TASK OBJECTIVE =>
Pull out the entries from the line containing "Would you please pick out the collapsed" up to and including the line containing "point(266, 72)", and reproduce those lines exactly.

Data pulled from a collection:
------------------------------
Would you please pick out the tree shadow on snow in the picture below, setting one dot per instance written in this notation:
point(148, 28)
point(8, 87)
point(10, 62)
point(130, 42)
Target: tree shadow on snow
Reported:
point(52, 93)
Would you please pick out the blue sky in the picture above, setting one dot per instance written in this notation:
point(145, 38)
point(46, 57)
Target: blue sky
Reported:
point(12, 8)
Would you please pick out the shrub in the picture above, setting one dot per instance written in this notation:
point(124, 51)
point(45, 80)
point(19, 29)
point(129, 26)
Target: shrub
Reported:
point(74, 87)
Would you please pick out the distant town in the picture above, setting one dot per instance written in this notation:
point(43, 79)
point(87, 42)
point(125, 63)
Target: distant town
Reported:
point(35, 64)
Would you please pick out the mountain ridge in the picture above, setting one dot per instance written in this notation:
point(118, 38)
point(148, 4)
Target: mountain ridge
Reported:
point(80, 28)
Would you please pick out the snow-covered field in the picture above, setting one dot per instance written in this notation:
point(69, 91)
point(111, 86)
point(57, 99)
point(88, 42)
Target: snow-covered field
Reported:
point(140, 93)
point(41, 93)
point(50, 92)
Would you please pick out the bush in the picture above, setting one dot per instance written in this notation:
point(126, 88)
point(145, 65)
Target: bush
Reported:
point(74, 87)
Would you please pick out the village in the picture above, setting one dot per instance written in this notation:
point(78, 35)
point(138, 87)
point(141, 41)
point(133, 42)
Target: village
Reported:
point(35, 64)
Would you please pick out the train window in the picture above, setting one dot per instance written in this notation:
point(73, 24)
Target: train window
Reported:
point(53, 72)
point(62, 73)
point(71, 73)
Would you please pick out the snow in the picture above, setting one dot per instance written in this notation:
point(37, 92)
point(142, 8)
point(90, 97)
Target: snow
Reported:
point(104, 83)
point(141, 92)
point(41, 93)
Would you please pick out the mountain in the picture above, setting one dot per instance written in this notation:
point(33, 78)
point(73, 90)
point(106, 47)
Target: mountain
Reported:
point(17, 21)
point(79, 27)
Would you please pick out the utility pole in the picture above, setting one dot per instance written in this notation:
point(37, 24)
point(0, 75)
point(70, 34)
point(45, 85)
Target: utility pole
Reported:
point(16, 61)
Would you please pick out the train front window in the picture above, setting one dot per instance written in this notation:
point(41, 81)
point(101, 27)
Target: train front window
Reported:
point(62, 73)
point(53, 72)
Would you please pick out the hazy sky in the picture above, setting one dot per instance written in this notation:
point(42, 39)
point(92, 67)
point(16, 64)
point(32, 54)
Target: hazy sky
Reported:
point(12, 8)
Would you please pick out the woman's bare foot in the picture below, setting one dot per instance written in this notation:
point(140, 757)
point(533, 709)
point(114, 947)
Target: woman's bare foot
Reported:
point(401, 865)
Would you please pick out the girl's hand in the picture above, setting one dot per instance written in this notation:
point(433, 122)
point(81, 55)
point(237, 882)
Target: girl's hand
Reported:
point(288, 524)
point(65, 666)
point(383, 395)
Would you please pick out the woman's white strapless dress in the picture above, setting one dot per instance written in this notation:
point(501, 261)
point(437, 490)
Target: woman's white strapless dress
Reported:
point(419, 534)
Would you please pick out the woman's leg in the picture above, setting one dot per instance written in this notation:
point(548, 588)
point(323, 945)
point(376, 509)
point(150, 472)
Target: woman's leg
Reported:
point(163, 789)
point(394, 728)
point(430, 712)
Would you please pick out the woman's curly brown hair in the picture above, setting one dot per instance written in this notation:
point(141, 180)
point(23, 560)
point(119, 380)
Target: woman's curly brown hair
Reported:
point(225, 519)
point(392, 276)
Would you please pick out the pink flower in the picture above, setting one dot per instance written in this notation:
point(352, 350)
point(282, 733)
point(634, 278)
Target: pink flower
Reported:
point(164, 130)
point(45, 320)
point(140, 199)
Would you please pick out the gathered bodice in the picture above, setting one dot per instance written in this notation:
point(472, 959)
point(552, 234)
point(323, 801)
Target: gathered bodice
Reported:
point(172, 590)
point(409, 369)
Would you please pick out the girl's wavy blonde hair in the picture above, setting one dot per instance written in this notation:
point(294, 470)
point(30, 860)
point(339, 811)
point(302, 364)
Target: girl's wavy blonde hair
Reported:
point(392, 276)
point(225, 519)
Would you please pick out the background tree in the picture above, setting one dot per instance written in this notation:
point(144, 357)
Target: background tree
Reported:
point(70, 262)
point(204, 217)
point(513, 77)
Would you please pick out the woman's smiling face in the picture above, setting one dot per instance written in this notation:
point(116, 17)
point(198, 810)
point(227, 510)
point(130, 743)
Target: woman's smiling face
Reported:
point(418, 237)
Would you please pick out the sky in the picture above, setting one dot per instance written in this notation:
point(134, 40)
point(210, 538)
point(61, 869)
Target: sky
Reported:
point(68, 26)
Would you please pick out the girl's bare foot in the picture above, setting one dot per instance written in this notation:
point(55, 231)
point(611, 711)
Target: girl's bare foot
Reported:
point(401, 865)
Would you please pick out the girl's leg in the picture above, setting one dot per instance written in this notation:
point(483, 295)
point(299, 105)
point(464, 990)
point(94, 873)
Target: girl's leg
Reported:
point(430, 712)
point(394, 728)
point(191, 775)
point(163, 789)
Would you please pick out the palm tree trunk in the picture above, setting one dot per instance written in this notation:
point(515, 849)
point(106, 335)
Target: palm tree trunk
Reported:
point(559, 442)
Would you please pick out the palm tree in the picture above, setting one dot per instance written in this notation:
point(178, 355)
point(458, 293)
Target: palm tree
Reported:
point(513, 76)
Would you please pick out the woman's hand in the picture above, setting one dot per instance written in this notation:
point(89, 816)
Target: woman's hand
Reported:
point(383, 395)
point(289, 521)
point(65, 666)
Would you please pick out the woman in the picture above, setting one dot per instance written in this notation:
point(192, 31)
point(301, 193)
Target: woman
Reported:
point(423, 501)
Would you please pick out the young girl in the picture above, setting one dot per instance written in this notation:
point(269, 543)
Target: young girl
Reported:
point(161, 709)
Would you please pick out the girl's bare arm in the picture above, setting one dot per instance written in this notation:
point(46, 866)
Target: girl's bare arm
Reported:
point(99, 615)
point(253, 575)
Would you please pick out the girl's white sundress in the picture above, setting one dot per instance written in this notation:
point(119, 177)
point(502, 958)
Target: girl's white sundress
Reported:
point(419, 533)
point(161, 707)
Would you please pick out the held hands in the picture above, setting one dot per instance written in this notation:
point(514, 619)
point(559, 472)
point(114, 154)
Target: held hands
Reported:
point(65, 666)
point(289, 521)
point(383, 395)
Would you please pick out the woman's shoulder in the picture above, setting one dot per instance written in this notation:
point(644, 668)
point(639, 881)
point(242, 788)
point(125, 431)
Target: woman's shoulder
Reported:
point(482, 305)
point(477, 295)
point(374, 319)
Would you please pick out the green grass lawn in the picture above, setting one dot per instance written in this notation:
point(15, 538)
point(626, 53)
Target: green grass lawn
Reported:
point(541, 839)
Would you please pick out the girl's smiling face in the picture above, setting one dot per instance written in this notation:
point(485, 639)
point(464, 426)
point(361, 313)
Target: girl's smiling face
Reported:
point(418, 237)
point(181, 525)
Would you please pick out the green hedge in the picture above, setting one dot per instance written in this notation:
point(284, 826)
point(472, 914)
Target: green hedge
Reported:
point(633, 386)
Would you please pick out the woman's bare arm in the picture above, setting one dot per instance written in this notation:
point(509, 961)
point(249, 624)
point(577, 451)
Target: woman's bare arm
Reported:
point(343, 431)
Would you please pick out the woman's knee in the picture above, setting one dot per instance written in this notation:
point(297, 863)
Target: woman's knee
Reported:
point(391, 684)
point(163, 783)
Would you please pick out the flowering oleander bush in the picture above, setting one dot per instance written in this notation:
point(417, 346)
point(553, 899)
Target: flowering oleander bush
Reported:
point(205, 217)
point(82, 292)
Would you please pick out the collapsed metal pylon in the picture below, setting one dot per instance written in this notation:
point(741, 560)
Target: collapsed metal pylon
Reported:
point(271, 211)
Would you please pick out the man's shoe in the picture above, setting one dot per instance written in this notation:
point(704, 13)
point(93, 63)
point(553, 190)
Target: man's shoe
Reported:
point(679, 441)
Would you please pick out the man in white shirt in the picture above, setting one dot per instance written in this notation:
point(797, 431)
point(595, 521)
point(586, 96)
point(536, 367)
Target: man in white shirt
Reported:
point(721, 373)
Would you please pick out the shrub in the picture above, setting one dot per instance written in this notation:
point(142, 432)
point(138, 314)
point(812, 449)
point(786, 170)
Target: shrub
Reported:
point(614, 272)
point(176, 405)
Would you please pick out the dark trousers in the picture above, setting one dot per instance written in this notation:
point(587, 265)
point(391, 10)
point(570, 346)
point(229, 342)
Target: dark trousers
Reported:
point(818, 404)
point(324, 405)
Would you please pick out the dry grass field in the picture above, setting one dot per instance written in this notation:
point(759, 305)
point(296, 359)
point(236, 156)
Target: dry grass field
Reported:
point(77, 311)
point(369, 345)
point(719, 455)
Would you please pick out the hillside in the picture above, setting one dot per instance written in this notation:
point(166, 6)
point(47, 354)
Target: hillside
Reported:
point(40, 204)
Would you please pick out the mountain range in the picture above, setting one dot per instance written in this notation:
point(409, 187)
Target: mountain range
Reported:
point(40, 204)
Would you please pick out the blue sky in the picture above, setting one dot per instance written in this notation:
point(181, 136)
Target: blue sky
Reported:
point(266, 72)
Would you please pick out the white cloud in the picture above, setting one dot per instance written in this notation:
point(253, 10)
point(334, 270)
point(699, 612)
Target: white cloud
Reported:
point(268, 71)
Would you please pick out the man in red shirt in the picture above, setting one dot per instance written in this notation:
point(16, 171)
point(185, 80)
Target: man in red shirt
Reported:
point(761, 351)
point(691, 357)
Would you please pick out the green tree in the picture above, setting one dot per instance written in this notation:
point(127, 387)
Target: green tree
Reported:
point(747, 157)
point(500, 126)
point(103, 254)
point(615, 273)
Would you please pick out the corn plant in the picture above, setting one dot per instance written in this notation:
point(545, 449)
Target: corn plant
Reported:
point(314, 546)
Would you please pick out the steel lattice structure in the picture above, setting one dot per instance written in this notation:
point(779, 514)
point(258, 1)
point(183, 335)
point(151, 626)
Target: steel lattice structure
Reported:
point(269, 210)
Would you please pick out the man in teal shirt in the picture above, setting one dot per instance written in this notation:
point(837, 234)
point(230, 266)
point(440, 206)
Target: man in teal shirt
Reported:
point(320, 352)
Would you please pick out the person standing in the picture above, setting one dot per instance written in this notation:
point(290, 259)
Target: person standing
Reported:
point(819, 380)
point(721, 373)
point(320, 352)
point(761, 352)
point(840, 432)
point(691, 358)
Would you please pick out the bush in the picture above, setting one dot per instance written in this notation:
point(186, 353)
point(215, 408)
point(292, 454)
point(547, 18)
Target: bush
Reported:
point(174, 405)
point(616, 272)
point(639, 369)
------------------------------
IN RESPONSE =>
Would you please pick out the collapsed metal pylon in the picture below, setting one dot per instance written in this notation:
point(741, 560)
Target: collapsed metal pylon
Reported:
point(271, 211)
Would you please pick out the man's shoe in the picture above, setting one dot per instance written in this notation:
point(704, 13)
point(93, 63)
point(553, 190)
Target: man's shoe
Reported:
point(679, 441)
Would you please pick out the man in white shirt in the picture above, setting one dot per instance written in this notation:
point(797, 431)
point(595, 521)
point(586, 96)
point(536, 367)
Target: man in white shirt
Reported:
point(721, 373)
Would you please pick out the shrub in the picture above, setting one dot per instance written in this notation:
point(142, 432)
point(138, 314)
point(812, 449)
point(786, 170)
Target: shrub
Reported:
point(614, 272)
point(176, 405)
Would you please pick out the dark trousers in the picture above, setting one dot per instance written in this notation:
point(587, 265)
point(391, 10)
point(570, 346)
point(229, 342)
Target: dark trousers
Reported:
point(818, 404)
point(324, 405)
Would you please pick out the dry grass field in the picture above, setting one dot per instance written in this notation:
point(759, 305)
point(296, 359)
point(236, 156)
Target: dry grass field
Reported:
point(77, 311)
point(369, 345)
point(719, 455)
Would you please pick out the hillside in the picture above, setting one dot per instance written in this notation:
point(166, 6)
point(47, 354)
Target: hillside
Reported:
point(40, 204)
Would you please pick out the mountain range in the picture above, setting one dot per instance written in this notation:
point(409, 187)
Target: mountain range
Reported:
point(40, 204)
Would you please pick out the blue sky in the picture above, setting one dot per instance written in this notation:
point(181, 136)
Target: blue sky
Reported:
point(266, 72)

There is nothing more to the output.